### Text block
########
In a media call earlier this week, Rocket Lab founder and CEO, Peter Beck, revealed that the first recovery attempt has been expedited to mid-November and will occur following the next flight of Rocket Lab’s Electron rocket.

A glimpse of the Electron booster of the “Return to Sender” sixteenth mission that Rocket Lab intends to recover fully intact. (Rocket Lab)
A glimpse of the Rocket Lab Electron booster of the “Return to Sender” sixteenth mission that Rocket Lab intends to recover fully intact. (Rocket Lab)

Like competitor SpaceX, Rocket Lab aims to recover its first stage Electron booster to decrease production time and increase launch cadence. Rocket Lab now has three launchpads to launch from and is licensed by the Federal Aviation Administration to carry out up to 130 launches per calendar year. In order to increase the launch cadence of the Electron, production times need to decrease. This can effectively be accomplished with the recovery, refurbishment, and reuse of the small, carbon composite rocket booster.

RECOVERY DOESN’T HAPPEN OVERNIGHT

Initially, the first step of recovering an expended first stage – a guided and controlled soft water landing under a parachute and retrieval by sea-vessel – was intended for the seventeenth launch of the Electron prior to the end of this calendar year. However, Rocket Lab is now targeting the sixteenth launch for the first recovery attempt, a mission appropriately nicknamed “Return to Sender.” When asked what prompted the move to an earlier launch, Beck stated to reporters, “the guys got it done in time. With a new development like this, it’s always very dependent on how the program runs and the program ran very successfully.”
########
### Things to do
1. Report every line in the entries below that contains the word "outline".
2. Carry on the article about Rocket Lab's Electron booster recovery from the point where it stops.
########
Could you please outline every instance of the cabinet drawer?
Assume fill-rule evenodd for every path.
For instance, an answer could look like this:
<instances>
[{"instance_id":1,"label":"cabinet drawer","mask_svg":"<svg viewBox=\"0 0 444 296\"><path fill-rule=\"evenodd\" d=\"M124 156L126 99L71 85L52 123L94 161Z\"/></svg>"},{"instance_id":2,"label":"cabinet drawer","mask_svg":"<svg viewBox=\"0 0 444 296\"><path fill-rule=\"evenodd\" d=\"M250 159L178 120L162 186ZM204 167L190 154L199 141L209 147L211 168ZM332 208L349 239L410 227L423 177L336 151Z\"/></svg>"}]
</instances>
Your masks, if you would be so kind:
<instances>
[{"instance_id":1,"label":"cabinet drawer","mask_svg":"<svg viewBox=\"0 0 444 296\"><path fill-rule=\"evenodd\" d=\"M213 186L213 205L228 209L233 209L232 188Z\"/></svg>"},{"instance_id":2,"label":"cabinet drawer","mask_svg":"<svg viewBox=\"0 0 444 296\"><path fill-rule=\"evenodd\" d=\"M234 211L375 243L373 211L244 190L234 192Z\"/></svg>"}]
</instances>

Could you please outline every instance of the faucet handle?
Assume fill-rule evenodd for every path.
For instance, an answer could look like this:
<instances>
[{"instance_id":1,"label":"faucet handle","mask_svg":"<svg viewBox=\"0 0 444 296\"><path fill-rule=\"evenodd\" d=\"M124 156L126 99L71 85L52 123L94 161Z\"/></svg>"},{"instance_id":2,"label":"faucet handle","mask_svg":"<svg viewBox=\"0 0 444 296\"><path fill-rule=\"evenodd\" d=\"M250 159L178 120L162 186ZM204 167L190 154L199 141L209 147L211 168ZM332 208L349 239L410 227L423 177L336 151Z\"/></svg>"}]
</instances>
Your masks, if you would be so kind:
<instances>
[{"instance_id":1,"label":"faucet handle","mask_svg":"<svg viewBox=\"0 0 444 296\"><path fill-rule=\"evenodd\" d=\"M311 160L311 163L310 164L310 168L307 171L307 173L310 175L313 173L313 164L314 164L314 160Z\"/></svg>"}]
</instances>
########
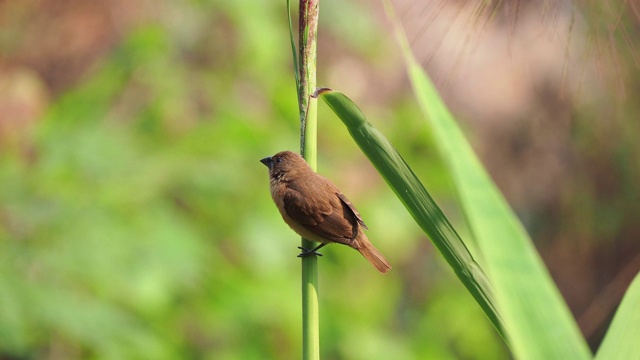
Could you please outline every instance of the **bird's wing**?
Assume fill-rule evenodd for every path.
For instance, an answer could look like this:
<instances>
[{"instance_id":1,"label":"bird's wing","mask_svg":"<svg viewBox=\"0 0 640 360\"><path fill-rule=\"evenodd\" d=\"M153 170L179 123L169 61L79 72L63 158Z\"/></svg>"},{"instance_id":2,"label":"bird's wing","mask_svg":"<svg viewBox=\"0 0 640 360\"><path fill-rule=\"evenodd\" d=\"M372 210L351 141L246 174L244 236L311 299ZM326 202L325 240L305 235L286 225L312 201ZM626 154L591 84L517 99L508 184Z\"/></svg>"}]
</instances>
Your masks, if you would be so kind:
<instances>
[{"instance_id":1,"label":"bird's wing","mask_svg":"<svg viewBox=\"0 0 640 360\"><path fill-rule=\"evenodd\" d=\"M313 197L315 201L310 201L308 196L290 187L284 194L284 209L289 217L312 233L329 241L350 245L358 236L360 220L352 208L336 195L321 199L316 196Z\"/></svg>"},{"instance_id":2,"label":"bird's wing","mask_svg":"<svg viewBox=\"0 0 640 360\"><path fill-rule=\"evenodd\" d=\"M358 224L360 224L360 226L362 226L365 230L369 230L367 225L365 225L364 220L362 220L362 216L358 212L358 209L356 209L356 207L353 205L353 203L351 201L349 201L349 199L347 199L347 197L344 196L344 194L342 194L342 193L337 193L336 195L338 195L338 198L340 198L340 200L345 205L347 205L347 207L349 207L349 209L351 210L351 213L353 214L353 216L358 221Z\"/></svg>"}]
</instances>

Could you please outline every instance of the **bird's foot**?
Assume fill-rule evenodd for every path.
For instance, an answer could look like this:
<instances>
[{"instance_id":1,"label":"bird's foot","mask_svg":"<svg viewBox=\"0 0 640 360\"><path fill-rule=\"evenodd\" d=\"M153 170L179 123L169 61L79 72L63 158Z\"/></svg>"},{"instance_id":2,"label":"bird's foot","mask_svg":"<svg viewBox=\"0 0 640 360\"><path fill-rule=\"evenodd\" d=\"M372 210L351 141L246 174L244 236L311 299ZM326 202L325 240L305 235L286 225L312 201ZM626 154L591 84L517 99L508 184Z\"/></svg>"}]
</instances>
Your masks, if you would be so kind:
########
### Answer list
1.
Could you please outline every instance of the cabinet drawer?
Could you please outline every instance of the faucet handle?
Could you please outline every instance of the **bird's wing**?
Could you please outline every instance of the **bird's foot**?

2.
Rocket Lab has been working toward this recovery attempt for quite some time. In late 2018, Rocket Lab began collecting data during launches to inform future recovery efforts and determine whether or not it would even be feasible with a small-class rocket. The first major block upgrade of the Electron booster debuted on the tenth flight, “Running Out of Fingers,” in December 2019.

The first recovery milestone, a task Beck called getting through “the wall,” was achieved following the tenth flight. And again in January 2020 following a successful eleventh flight of Electron. The “wall” Beck refers to is the Earth’s atmosphere. Returning a booster through the atmosphere intact requires extreme precision in terms of re-entry orientation and how efficient the heat shield is.

Because the Electron is a small-class rocket, Rocket Lab was able to collect enough data from previous flights to determine that the carbon composite frame could withstand a fall through the atmosphere given a precise enough angle of attack to sufficiently distribute thermal loads. According to Beck, the process is referred to as an “aero thermal decelerator.”

Rocket Lab’s first Electron booster to be outfitted with cold gas attitude control thrusters debuted in December 2019 during the first test of getting through “the wall.” (Rocket Lab)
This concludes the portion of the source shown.